| THE REQUEST |
Copy each of the entries below word for word, keeping every line as it is.

| STORED DATA |

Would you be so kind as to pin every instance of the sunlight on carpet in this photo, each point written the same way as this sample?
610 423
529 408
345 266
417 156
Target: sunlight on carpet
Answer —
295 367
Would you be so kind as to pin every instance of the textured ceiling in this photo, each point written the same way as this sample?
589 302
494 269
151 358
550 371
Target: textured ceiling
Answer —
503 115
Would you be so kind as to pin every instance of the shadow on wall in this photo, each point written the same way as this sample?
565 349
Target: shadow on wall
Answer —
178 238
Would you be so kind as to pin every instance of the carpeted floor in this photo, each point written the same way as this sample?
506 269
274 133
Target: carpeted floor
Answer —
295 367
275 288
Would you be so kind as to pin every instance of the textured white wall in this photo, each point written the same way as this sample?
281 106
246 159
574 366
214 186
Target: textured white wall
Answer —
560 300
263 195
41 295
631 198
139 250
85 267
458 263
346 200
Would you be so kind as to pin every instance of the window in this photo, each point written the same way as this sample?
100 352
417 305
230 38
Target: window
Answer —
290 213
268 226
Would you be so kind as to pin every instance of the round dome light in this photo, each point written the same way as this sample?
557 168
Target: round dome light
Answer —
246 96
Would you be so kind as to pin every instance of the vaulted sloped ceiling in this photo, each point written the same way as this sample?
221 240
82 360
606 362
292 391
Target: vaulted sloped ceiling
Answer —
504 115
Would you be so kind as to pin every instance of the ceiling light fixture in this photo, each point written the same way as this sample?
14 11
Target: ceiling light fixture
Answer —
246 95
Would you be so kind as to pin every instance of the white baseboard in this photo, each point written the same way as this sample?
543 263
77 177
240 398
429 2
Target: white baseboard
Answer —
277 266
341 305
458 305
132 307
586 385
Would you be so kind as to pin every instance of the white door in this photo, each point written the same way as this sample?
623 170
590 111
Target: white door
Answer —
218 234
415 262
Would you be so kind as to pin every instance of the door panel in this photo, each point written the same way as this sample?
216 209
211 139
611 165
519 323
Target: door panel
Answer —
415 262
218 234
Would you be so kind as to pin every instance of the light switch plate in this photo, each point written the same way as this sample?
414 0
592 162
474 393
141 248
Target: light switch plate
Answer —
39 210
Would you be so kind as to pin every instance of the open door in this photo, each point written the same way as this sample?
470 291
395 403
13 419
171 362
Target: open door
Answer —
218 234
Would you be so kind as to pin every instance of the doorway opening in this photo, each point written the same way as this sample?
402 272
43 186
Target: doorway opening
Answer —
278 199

| ANSWER IN FULL |
Would you be so kind as to pin every instance of the sunlight on carpet in this photo, each point written the same way as this sample?
610 423
529 408
345 266
417 156
Target: sunlight on carpet
Answer —
295 367
Would you be so kind as to pin every instance of the textured ceiling in this photo, each point written the same way as this sample?
589 302
494 269
151 358
550 371
Target: textured ceiling
Answer —
503 115
Would you be so kind as to pin every instance of the shadow on wall in this photo, each point written the same way as this sample?
565 349
Target: shadow on wall
Answer —
178 238
Would you be so kind as to pin every instance of the carpeted floor in this photo, each point written the same way as this sample?
506 269
274 133
Target: carpeted floor
Answer —
295 367
275 288
Would you be so kind as to pin every instance of the textured white wall in this photo, each point written the same way as this sample?
281 106
246 159
574 366
214 186
Target: textured white wall
Answer —
560 300
263 195
41 295
631 198
139 250
85 267
458 263
346 200
Would you be so kind as to pin every instance of the window in this photo, each point written the same way as this sample?
100 352
417 305
230 38
Target: window
Answer —
290 213
268 226
Would you be so kind as to pin every instance of the round dome light in this photo, each point written the same way as this sample?
557 168
Target: round dome light
Answer —
246 96
Would you be so kind as to pin every instance of the vaulted sloped ceiling in this photo, each point written the same way as this sample?
221 240
82 360
606 362
292 391
Target: vaulted sloped ceiling
Answer —
504 115
Would you be so kind as to pin every instance of the ceiling light fixture in this photo, each point written the same way as this sample?
14 11
Target: ceiling light fixture
Answer —
246 95
Would you be so kind as to pin every instance of the white baseboard in this photo, each point written the same way as this sample?
543 263
77 177
240 398
429 2
Target: white baseboard
Answer —
277 266
341 305
458 305
132 307
586 385
Would you be so kind as to pin every instance of the white door in this photo, each point written the same way as this sample?
623 170
590 111
Target: white door
Answer —
218 234
415 262
Would you be so kind as to pin every instance of the door panel in this photo, each point written the same way as this sample?
216 209
211 139
611 165
519 323
Target: door panel
Answer —
415 262
218 234
Would you be so kind as to pin every instance of the light switch plate in this photo, each point written the same way as this sample?
414 0
592 162
474 393
141 248
Target: light switch plate
Answer —
39 210
Would you be so kind as to pin every instance of the open door in this photo, each point written the same way as this sample?
470 291
395 403
13 419
171 362
Target: open door
Answer —
218 234
Would you be so kind as to pin every instance of the doorway opening in this photo, each point written the same way as this sample?
402 272
43 186
Target: doorway opening
Answer —
278 199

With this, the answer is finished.